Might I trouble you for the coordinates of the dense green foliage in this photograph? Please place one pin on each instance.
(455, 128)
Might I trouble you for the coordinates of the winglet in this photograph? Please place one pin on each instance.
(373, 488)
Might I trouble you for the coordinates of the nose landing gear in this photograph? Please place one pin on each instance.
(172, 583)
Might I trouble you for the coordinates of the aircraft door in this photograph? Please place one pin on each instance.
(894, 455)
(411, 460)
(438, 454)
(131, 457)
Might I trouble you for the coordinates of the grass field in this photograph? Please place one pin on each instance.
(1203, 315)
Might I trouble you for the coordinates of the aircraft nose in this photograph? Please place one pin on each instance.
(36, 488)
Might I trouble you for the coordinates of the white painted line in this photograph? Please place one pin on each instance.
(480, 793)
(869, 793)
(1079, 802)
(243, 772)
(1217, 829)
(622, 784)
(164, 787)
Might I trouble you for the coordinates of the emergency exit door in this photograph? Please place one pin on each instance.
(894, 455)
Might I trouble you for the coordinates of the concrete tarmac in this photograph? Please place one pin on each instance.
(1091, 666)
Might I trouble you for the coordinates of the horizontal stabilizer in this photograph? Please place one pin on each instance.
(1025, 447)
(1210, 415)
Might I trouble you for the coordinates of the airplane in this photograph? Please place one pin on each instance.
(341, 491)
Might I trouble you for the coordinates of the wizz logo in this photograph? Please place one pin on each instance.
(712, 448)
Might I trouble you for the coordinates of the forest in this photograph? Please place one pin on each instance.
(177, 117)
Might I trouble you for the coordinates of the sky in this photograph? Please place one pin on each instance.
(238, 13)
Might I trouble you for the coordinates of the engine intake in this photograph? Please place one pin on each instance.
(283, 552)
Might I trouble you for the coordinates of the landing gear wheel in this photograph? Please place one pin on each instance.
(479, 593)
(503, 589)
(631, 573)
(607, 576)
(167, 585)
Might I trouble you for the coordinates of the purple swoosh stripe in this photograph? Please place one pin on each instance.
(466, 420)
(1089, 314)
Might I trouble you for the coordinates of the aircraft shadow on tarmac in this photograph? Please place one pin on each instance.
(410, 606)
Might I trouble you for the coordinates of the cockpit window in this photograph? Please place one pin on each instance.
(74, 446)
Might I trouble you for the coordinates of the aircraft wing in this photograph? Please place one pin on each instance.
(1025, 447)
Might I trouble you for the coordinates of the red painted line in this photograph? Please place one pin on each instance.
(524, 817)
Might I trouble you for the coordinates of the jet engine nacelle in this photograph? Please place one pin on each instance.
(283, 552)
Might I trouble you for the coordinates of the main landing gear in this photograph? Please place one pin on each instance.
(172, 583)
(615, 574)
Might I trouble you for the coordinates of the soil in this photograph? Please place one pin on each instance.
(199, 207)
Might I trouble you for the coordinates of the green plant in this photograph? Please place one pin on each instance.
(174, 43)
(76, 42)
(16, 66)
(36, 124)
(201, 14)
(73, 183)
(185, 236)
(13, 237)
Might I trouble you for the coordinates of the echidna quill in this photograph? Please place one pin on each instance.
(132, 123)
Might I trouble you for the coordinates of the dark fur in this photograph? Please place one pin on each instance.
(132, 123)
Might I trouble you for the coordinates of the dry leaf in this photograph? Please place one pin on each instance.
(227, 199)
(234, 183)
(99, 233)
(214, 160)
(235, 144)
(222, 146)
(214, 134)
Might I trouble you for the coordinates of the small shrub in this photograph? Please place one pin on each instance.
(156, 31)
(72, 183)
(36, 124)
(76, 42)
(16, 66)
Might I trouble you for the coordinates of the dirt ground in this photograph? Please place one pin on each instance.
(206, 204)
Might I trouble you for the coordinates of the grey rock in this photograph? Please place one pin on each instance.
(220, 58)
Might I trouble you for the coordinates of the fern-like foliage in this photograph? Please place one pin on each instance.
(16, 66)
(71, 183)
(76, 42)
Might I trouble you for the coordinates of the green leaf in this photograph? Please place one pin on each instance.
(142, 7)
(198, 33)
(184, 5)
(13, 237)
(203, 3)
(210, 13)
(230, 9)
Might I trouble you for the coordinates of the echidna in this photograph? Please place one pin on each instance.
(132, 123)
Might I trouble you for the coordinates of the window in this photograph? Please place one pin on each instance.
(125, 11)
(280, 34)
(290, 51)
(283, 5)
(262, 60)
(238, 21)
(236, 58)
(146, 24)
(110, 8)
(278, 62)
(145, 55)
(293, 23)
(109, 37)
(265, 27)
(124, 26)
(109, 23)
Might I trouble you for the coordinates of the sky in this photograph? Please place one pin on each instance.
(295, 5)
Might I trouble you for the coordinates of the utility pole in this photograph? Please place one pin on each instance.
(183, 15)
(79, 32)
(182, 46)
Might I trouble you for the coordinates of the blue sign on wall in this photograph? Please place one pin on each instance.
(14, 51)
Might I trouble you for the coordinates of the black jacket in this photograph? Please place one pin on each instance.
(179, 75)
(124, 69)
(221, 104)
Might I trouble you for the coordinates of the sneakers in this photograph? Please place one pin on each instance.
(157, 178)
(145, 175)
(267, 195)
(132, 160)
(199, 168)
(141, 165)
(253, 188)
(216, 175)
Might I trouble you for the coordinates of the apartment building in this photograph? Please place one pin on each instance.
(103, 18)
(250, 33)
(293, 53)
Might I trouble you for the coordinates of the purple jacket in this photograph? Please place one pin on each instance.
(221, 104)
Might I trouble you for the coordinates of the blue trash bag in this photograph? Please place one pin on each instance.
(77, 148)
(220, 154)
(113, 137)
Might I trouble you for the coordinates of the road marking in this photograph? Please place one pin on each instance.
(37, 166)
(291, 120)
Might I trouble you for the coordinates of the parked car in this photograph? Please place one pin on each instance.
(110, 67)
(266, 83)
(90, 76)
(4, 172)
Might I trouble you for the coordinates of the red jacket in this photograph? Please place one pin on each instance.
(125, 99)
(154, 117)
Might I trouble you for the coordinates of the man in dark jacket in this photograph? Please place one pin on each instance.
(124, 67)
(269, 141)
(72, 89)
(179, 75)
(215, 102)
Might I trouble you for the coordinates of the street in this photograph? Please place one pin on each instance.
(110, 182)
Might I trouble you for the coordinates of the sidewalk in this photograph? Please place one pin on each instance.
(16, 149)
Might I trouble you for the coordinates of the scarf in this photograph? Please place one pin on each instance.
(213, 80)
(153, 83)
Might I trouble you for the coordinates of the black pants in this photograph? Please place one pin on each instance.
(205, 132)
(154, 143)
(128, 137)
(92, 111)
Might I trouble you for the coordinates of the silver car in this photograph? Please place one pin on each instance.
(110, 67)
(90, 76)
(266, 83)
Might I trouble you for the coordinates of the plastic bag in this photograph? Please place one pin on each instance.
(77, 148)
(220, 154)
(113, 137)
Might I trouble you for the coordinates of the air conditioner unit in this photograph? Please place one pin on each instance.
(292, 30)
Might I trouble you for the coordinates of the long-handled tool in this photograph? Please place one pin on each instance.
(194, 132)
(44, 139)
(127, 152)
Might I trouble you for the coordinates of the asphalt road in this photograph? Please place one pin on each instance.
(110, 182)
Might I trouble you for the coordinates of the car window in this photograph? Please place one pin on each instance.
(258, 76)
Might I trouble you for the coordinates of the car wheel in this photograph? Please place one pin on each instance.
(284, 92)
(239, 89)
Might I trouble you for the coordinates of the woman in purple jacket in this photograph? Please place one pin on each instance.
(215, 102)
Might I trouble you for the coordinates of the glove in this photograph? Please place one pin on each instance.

## Given request
Reproduce only the lines of the material above, starting with the line containing "Might I trouble you for the coordinates of the emergency" and going through the line containing "(1091, 666)". Keep every line, requests included, and add 73 to each number in the coordinates.

## Complete response
Might I trouble you for the coordinates of the emergency exit door in this photograph? Please place one pin on each instance.
(967, 528)
Might I trouble you for the coordinates of the concrete tarmac in this photograph? Please place one pin on each instance.
(1164, 739)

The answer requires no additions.